Travail à faire:
a – Recopiez sans rien changer le passage du texte sur les camps romains qui va de « Un contre-fossé régnait » jusqu'à « traits de l'assiégé. ».
b – Prolongez le texte sur les camps romains du Béarn au-delà de sa dernière phrase.

Extrait à lire:
◆ ◆ ◆ ◆ ◆ ◆ ◆

Et d'abord, nous devons faire observer que si les turons gaulois nous ont présenté divers dessins et diverses formes, les castra romains qui nous sont connus sont tous construits sur les mêmes plans et les mêmes dimensions. Placés invariablement au confluent de deux cours d'eau, ils occupent l'extrémité d'une colline formant promontoire à la jonction de deux vallées, conformément aux recommandations de Polybe et de Végèze, dont nous avons déjà constaté l'application dans ceux de la Picardie. Dans le Béarn, comme sur la Somme, les ingénieurs ont choisi l'extrémité d'une colline pour asseoir le camp; ils ont marqué l'espace nécessaire à l'installation d'une armée trois fois plus faible que celle qui opérait sur la Somme, et n'ont donné aux castra que deux à trois hectares de superficie. Cependant les tranchées ouvertes pour fortifier le camp dans la partie accessible, les remparts élevés sur les bords, sont aussi considérables que ceux des rives de la Somme. Le fossé principal mesure 14 à 20 mètres de largeur sur 6 à 8 de profondeur; si bien que l'escarpement total, rempart et fossé compris, ne présente pas moins de 14 à 16 mètres.

Un contre-fossé régnait sur le bord extérieur de la tranchée principale; il avait 2 mètres de largeur, 2 mètres de profondeur, avec un rejet de terre de 1 mètre 50 centimètres. Cet obstacle, habilement disposé, empêchait l'assiégeant de prendre la course et de se précipiter à l'assaut du grand parapet, avec une rapidité multipliée par un élan pris à longue distance; au lieu de s'élancer comme un torrent dans la tranchée, il était condamné à y descendre péniblement pour y rester exposé aux traits de l'assiégé.

◆ ◆ ◆ ◆ ◆ ◆ ◆

Entrées d'annotation par coordonnées:
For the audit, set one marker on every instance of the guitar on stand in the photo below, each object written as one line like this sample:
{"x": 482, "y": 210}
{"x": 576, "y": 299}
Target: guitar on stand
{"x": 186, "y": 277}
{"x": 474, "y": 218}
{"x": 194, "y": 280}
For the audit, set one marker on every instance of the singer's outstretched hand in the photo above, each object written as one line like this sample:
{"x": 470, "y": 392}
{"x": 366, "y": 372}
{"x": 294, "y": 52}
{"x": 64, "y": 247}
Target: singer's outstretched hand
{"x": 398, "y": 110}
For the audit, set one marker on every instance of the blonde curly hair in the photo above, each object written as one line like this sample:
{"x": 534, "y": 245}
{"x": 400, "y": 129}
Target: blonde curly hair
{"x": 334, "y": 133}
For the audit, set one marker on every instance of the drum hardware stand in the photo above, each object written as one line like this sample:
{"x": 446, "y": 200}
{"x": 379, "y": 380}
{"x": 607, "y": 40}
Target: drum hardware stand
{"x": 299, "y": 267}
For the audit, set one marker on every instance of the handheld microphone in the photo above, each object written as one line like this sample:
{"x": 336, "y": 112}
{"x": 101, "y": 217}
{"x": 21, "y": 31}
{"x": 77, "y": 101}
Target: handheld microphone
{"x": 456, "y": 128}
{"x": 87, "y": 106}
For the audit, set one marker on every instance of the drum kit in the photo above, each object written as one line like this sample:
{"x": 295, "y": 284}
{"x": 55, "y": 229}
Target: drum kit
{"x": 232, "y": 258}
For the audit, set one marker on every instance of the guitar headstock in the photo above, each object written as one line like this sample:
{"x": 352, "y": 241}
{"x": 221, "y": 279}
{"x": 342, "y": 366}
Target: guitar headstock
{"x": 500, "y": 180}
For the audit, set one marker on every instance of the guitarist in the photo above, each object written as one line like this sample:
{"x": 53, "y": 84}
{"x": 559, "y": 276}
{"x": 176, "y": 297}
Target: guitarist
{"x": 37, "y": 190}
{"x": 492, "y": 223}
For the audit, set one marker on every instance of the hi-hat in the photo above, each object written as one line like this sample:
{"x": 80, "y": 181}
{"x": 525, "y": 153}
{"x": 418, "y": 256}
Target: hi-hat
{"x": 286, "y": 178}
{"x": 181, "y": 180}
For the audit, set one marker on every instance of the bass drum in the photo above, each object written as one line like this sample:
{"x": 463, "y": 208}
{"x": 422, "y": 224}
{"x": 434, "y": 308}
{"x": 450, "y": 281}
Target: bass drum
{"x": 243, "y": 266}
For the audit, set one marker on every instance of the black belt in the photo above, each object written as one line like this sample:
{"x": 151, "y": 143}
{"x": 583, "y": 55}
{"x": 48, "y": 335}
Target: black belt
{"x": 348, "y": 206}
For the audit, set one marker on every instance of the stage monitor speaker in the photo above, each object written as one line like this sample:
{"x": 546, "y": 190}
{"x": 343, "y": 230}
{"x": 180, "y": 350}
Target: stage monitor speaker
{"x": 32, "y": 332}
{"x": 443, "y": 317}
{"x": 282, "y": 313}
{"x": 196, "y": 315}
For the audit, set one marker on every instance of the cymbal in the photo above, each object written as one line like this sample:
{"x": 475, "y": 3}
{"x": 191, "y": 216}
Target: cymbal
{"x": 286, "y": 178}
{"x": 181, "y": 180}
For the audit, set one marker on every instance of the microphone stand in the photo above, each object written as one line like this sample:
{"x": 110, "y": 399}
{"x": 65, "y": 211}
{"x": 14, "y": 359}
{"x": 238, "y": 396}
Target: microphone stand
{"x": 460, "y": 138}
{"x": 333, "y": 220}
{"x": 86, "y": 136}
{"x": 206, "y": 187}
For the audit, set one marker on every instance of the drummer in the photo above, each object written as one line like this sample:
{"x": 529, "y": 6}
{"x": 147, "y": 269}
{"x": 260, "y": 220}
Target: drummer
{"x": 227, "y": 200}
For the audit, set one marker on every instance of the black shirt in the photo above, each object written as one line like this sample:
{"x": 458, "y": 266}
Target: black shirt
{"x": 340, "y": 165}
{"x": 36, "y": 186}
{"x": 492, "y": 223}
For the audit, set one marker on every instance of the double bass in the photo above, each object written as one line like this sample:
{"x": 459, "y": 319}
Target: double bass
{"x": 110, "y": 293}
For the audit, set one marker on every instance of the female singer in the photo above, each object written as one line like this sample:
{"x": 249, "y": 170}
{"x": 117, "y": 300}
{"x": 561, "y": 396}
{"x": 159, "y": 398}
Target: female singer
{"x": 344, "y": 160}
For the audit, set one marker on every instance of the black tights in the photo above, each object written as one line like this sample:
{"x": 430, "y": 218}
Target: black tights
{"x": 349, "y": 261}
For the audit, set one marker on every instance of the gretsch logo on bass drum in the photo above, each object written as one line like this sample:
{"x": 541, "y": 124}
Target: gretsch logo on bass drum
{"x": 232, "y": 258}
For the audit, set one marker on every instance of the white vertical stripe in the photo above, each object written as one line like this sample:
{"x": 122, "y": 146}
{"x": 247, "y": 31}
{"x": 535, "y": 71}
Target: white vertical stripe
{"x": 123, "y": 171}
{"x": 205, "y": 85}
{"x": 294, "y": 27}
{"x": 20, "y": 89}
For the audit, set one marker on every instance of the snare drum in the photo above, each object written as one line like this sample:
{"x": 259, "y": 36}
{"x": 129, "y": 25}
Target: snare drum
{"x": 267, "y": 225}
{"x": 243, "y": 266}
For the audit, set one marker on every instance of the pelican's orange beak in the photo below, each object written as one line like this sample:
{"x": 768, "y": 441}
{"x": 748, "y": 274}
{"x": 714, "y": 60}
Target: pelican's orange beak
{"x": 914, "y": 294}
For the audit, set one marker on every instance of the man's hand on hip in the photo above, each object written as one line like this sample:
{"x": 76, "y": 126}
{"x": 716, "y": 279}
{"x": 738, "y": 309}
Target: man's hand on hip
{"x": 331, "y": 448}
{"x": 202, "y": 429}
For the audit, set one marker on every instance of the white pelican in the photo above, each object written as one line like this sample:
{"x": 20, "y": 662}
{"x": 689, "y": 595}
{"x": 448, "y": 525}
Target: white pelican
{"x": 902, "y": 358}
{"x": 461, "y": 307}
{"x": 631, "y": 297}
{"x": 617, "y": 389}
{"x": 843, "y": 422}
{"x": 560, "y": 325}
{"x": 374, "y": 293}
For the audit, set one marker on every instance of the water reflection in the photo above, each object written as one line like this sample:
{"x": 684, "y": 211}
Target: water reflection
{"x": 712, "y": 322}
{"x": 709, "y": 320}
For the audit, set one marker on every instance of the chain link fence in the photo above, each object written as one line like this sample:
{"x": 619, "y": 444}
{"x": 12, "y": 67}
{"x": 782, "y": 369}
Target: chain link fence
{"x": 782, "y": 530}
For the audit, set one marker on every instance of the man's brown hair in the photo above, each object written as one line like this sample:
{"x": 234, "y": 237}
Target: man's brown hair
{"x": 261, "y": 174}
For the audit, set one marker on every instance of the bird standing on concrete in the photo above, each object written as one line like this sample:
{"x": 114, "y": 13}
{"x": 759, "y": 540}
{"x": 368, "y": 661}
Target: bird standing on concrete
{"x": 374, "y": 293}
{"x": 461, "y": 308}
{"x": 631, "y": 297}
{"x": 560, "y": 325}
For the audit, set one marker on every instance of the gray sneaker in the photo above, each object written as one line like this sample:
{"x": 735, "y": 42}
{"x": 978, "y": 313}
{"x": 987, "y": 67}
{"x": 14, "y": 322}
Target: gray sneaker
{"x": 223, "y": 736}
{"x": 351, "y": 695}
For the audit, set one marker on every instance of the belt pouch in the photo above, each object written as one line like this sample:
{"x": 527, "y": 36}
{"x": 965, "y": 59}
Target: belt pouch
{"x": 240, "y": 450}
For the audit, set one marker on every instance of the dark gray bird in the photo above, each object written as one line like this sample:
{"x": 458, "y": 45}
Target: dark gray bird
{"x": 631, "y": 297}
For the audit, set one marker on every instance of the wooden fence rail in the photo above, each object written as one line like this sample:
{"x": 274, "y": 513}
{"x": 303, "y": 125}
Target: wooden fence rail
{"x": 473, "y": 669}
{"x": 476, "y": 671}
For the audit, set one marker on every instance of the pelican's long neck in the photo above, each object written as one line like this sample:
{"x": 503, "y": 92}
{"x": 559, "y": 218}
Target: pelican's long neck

◆ ◆ ◆ ◆ ◆ ◆ ◆

Corrigé de l'exercice:
a –
Un contre-fossé régnait sur le bord extérieur de la tranchée principale; il avait 2 mètres de largeur, 2 mètres de profondeur, avec un rejet de terre de 1 mètre 50 centimètres. Cet obstacle, habilement disposé, empêchait l'assiégeant de prendre la course et de se précipiter à l'assaut du grand parapet, avec une rapidité multipliée par un élan pris à longue distance; au lieu de s'élancer comme un torrent dans la tranchée, il était condamné à y descendre péniblement pour y rester exposé aux traits de l'assiégé.

b –
Rien de plus imposant que cette vallée artificielle, valle atque fossa, dont les dimensions égalaient ordinairement le vallon naturel du ruisseau; et l'on se demande comment des travaux aussi gigantesques pouvaient être exécutés par les soldats en une ou deux journées de travail. Le grand rempart, dressé sur le bord intérieur de la tranchée, se continuait d'ailleurs sur tout le périmètre

du camp, mais en diminuant de hauteur à mesure qu'il s'éloignait de la tranchée, de manière à ne conserver que 2 à 3 mètres d'élévation au-dessus de l'enceinte. Comme la colline avait 25 à 30 mètres d'élévation naturelle, le camp se trouvait protégé de ce côté par un escarpement tout aussi haut que du côté du fossé maître.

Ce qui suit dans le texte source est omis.